*** Opening Document segment ***

AutoScibe-tools
Set of tools used in the development of AutoScibe.
DrugExtractor & OrganicChemExtractor
(TODO documentation - finished implementation May 7th 2018)
RxNorm-parser
For retrieving all drug names and unique identifier data in the RxNorm Conso RRF file.
Quickstart
from parsers.RxnConsoFile import parseRxnConsoFile
data = list(parseRxnConsoFile("<path-to-RXNCONSO.RRF>"))
print(f.data[0].name) # drug name of the first element of this table.
print(data[0].group) # unique group number of this first element.
print(data[0].uniqueNum) # unique id of this specific element (should be different for every row).
print(data[-1].name) # drug name of the last element.
print(data[0].dataSource.name) # name of the data source for this element.
print(data[0].termType.name) # name of the term type for this element.
Fields
The following features are accessible per element:
data[i].name
data[i].group
data[i].uniqueNum # note: this is a string because there are uniqueNum that are not integers.
data[i].termType.abbr
data[i].termType.name
data[i].termType.description
data[i].termType.example
# note: there are some {SU, PT and DP} term types that are not defined
# on <https://www.nlm.nih.gov/research/umls/rxnorm/overview.html>.
# Therefore they only have abbr field - the other fields are empty strings.
data[i].dataSource.name
data[i].dataSource.abbr
# note: RXNORM is only an abbreviation (empty string for name).
ChvFile
For retrieving the UMLS concept relations.
Quickstart
from parsers.ChvFile import parseChvFile
data = list(parseChvFile("<path-to-CHV_concepts_terms.tsv>"))
print(data[0].cui) # concept unique id
print(data[0].chvTerm) # CHV term name
print(data[0].chvConceptId # CHV term unique concept ID
Fields
The following features are accessible per element:
# See the following link for detailed explanation:
# <https://www.nlm.nih.gov/research/umls/sourcereleasedocs/current/CHV/sourcerepresentation.html>
# string
data[i].cui
data[i].chvTerm
data[i].umlsName
data[i].chvName
data[i].explanation
# boolean
data[i].chvPreferred
data[i].umlsPreferred
data[i].disparaged
# float (may be -1.0)
data[i].freqScore
data[i].contextScore
data[i].cuiScore
data[i].comboScore
data[i].comboScoreNoTopWords
# int
data[i].chvStrId
data[i].chvConceptId

*** Closing Document segment ***

• _Work instructions_:
(a) From the AutoScibe-tools documentation, reproduce word for word the part starting at "print(data[0].group) # unique" and ending at "source for this element.".
(b) State whether each statement agrees with the AutoScibe-tools documentation, answering yes or no and quoting the words that decide it.
(i) In the RxNorm parser, the uniqueNum field is a string.
(ii) The ChvFile parser is used for retrieving drug names from the RxNorm Conso RRF file.
(iii) The documentation for DrugExtractor and OrganicChemExtractor is complete.

*** Opening Data block ***

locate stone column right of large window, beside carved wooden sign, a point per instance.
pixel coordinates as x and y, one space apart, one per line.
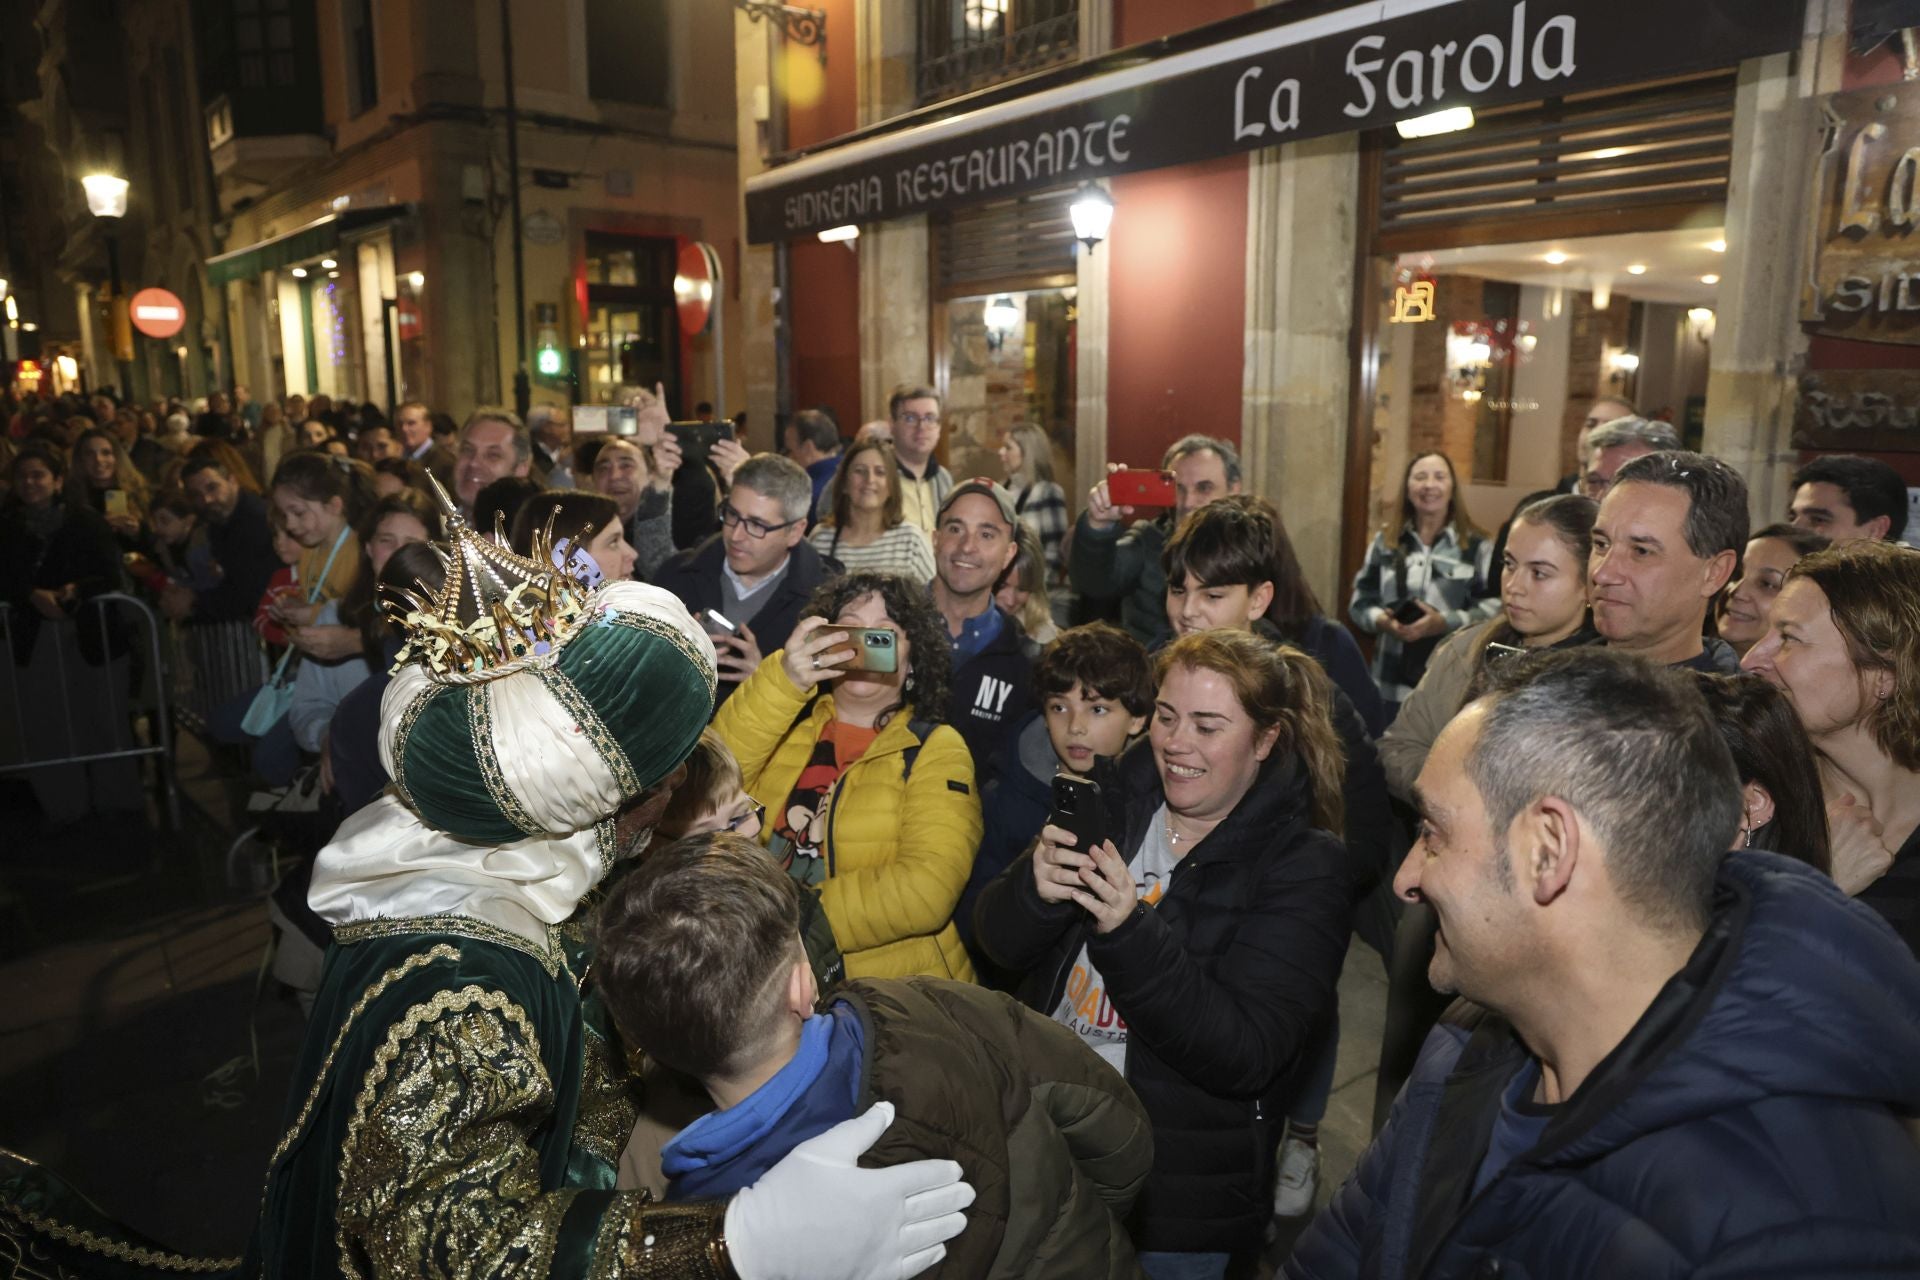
1760 348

*** Closing Data block ***

• _Expected responses_:
(a)
print(data[0].group) # unique group number of this first element.
print(data[0].uniqueNum) # unique id of this specific element (should be different for every row).
print(data[-1].name) # drug name of the last element.
print(data[0].dataSource.name) # name of the data source for this element.

(b)
(i) Yes: "note: this is a string because there are uniqueNum that are not integers."
(ii) No: "For retrieving the UMLS concept relations."
(iii) No: "TODO documentation"